─── Extracted text
Having a pandemic in a world where there is more data available has allowed companies to extrapolate and create risk models for the future. They will not be 100% accurate but what’s of importance is, to make the most of the available information at hand.
We are now facing a new normal, and since we are not completely out of the woods yet no one really knows for sure what the fallout will be after the crisis. Take out ‘reasonable pieces of the unknown’ and look at early trends to try and create predictions. It comes with higher risk but over time you can adapt as you gather more information. If you are trying to create predictions and forecasts, be prepared to pivot quickly.
Because there is limited pandemic related data available, the ‘human touch’ has become a significant element when creating future data models. Humans can learn and adapt much faster than machines. This reactivity is extremely important in unpredictable times so that human personnel can easily intervene when needed to make necessary corrections.
By contrast, machine learning happens over a longer period of time, however the current limitations on data due to COVID-19 has only made this process longer.
Furthermore, there shouldn’t be an emphasis on whether there is more or less risk occurring. Rather, the emphasis should be on risk management and going back to the first principles of risk. For example, if you are loaning or investing money you still need to make sure that you will get your money back.
It is also important to remember that ever since the pandemic hit there has been a change in the foundation of many businesses. Customer behaviour, customer interaction and product/ service delivery have all changed. If you are able to analyse the impact of these aspects on your business into consideration and combine it with some historical data you can create a usable risk model.
Before COVID-19, risk modelers had become extremely complacent. They relied heavily on historical data and therefore only used this one main information source. The pandemic has now forced those who calculate risk to look beyond historical data and come up with alternatives to rapidly acquire and implement information.
From a risk management perspective, people that model risk now need to delve deeper into risk management and look at individual circumstances.
Before, predictions could get away with making broad generalisations about certain risk factors. Ever since the pandemic broke risk modellers have had to look at a broader range of risk factors depending on their industry. A future (extreme) example of this might be in health insurance where people might be asked whether or not someone has been vaccinated against COVID-19.
Pick out the most reasonable parts of historical data and try to combine it with the knowledge you have at hand while continuously monitoring and adjusting. Also be prepared to think about broader risk factors and how they might impact future modelling and predictions for your business.
──────
> [Task statement]
Duplicate the stretch of the risk-modeling text from "From a risk" through "for your business.", word for word.
─── Data to examine
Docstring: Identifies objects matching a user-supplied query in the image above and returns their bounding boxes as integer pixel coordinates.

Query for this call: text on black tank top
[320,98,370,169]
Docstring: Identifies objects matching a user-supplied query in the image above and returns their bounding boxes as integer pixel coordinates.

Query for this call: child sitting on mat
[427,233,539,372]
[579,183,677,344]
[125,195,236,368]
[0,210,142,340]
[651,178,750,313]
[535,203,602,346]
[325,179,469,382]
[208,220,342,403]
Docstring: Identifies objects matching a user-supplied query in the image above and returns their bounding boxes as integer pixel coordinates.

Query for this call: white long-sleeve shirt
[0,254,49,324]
──────
> [Reply to the task]
From a risk management perspective, people that model risk now need to delve deeper into risk management and look at individual circumstances.
Before, predictions could get away with making broad generalisations about certain risk factors. Ever since the pandemic broke risk modellers have had to look at a broader range of risk factors depending on their industry. A future (extreme) example of this might be in health insurance where people might be asked whether or not someone has been vaccinated against COVID-19.
Pick out the most reasonable parts of historical data and try to combine it with the knowledge you have at hand while continuously monitoring and adjusting. Also be prepared to think about broader risk factors and how they might impact future modelling and predictions for your business.